Chatham softball coach Allie Reid Scott lashes out on Facebook, announcing her resignation
Editor's Note: This article was originally published on May 25, 2024.
For five years, in her words, Allie Reid Scott has had to deal with a lot as the varsity softball head coach at Chatham High School in Chatham, Virginia.
Those days are now over for Reid Scott.
In a detailed and emotional Facebook post, Friday, Reid Scott revealed she had resigned as coach of the team and lashed out at team parents, stating that she has had countless negative interactions with parents, some who banded together in organized attempts to oust her from her position.
The public Facebook post made by Reid Scott has nearly 2,000 shares and over 3,000 reactions. Down below is the text of her social media post.
Reid Scott led the Cavaliers to 41 wins in the last four years. Here is the text from her social media post.
“Today it is with a heavy heart that I announce my resignation as the Chatham High School Softball Varsity Head Coach. In my five years I have dealt with more than any human should have to endure. I have been attacked in parking lots by parents, screamed at during practices by parents, bashed on Facebook over and over, had parents banning together to have me fired, had multiple meetings with my AD of parents calling having nothing but negativity to say about me, and much more. And most of this time all these accusations about me, my decisions, and this program are nothing but false from the minds of selfishness who refuse to see the perspective of a coach and a team we are trying to build.

▶ [DATA SECTION]
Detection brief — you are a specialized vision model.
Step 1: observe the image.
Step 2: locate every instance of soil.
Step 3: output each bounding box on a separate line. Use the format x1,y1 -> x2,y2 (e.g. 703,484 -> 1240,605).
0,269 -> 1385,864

▶ [INSTRUCTIONS TO FOLLOW] Copy the part of the article about the Chatham softball coach that starts with "In a detailed" and ends with "from her position.", putting "stepped down" wherever "resigned" appears.

▶ [TASK SOLUTION]
In a detailed and emotional Facebook post, Friday, Reid Scott revealed she had stepped down as coach of the team and lashed out at team parents, stating that she has had countless negative interactions with parents, some who banded together in organized attempts to oust her from her position.